Stored entries:
----------

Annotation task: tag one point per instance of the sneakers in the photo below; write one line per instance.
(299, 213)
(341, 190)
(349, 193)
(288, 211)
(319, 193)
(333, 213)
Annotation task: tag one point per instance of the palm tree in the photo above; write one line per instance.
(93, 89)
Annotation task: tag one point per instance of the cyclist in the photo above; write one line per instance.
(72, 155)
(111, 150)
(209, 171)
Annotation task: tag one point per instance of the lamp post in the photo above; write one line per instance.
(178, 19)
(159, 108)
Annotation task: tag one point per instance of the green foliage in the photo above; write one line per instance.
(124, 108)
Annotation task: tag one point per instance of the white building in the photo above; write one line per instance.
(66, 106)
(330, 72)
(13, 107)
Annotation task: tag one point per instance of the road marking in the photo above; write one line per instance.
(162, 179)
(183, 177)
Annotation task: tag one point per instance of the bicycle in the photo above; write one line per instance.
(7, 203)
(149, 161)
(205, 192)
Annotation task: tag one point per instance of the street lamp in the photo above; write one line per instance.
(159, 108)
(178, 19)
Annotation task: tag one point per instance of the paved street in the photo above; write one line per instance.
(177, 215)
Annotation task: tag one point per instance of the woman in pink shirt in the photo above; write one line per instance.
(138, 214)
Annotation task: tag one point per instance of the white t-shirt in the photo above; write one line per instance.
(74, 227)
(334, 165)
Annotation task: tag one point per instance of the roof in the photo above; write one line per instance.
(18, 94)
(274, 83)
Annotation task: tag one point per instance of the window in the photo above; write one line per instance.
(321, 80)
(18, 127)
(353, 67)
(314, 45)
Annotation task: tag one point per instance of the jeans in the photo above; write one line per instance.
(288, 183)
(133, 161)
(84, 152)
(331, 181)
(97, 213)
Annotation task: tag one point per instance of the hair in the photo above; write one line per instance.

----------

- _Brief_
Reproduce exactly what appears from the line containing "Annotation task: tag one point per instance of the roof" down to the final line of the data.

- _Answer box_
Annotation task: tag one point per instance of the roof in the photo above; write one line per instance.
(18, 94)
(274, 83)
Annotation task: tag one point per instance of the window in the photo above; write one line per instance.
(321, 80)
(18, 127)
(353, 67)
(314, 45)
Annotation task: tag one point per instance of the jeans in the photo above; write one line per instance.
(288, 183)
(133, 161)
(84, 152)
(331, 181)
(97, 213)
Annotation task: tag one point per instance of the hair in the photo above; write one line per instance.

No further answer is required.